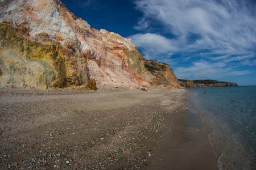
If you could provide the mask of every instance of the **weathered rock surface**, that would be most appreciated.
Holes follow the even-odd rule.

* * *

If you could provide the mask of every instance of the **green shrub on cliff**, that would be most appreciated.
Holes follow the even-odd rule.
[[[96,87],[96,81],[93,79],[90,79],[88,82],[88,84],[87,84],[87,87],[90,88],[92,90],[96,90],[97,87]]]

---

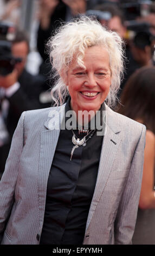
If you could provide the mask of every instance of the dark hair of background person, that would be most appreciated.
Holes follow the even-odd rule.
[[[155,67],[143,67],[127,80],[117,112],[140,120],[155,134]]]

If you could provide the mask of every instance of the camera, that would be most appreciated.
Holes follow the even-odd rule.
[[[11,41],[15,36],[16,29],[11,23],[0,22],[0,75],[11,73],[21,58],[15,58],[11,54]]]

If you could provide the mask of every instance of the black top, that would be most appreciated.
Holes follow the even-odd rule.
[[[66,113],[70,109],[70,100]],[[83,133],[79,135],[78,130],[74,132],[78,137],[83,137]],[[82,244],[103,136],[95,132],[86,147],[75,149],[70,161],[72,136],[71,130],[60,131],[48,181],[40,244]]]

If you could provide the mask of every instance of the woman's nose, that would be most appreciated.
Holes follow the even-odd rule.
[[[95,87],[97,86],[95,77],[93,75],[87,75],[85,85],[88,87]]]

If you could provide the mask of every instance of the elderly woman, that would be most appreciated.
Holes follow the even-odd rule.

● What you need to do
Please repeat the rows from the line with "person, that would be most appreciated." through the line with "[[[95,87],[97,86],[95,77],[93,75],[87,75],[85,85],[88,87]]]", replacing "black top" with "dark jacket". Leave everything else unchanged.

● Reply
If you could provide the mask of every instance of the dark hair of background person, that would be most appreciated.
Holes follow the even-odd rule.
[[[155,67],[143,67],[127,80],[117,112],[140,120],[155,134]]]

If you could provide the mask of every instance of the camera, that would be most appreciated.
Holes follow the even-odd rule.
[[[11,41],[15,36],[16,29],[11,23],[0,22],[0,75],[11,73],[21,58],[15,58],[11,54]]]

If you could provide the mask of every instance of the dark jacket, that would be most appreciated.
Holes follow the even-odd rule.
[[[66,113],[70,109],[70,100]],[[83,133],[79,135],[78,130],[74,132],[78,137],[83,137]],[[82,244],[103,136],[95,132],[86,147],[75,149],[70,161],[72,136],[71,130],[60,131],[48,181],[40,244]]]

If you could provide the mask of every instance of the woman's nose, that would be most appreciated.
Holes follow the even-odd rule.
[[[95,87],[97,86],[95,77],[93,75],[87,75],[85,85],[88,87]]]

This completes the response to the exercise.